--- Instructions for the task ---
Reproduce exactly the line that includes "on the reflection" and all lines after it, ending with the last line of the data.

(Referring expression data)
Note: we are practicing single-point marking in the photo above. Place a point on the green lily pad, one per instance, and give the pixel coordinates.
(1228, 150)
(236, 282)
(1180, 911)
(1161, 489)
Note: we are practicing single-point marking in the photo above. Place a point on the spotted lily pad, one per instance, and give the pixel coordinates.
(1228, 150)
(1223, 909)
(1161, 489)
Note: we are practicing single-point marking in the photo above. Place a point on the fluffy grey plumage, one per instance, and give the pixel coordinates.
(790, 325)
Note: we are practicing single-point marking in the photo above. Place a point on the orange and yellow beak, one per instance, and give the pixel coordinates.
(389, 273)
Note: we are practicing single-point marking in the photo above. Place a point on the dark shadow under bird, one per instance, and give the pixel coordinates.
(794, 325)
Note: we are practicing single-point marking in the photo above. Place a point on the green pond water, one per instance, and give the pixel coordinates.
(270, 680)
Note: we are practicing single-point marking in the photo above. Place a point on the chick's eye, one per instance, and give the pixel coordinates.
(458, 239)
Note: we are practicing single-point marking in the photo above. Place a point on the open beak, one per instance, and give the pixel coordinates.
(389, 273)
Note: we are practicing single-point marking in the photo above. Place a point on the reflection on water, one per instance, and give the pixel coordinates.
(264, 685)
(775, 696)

--- Result of the exercise ---
Note: we are practicing single-point marking in the photo above. Place a point on the reflection on water, one per instance, and give the pixel coordinates.
(264, 685)
(775, 696)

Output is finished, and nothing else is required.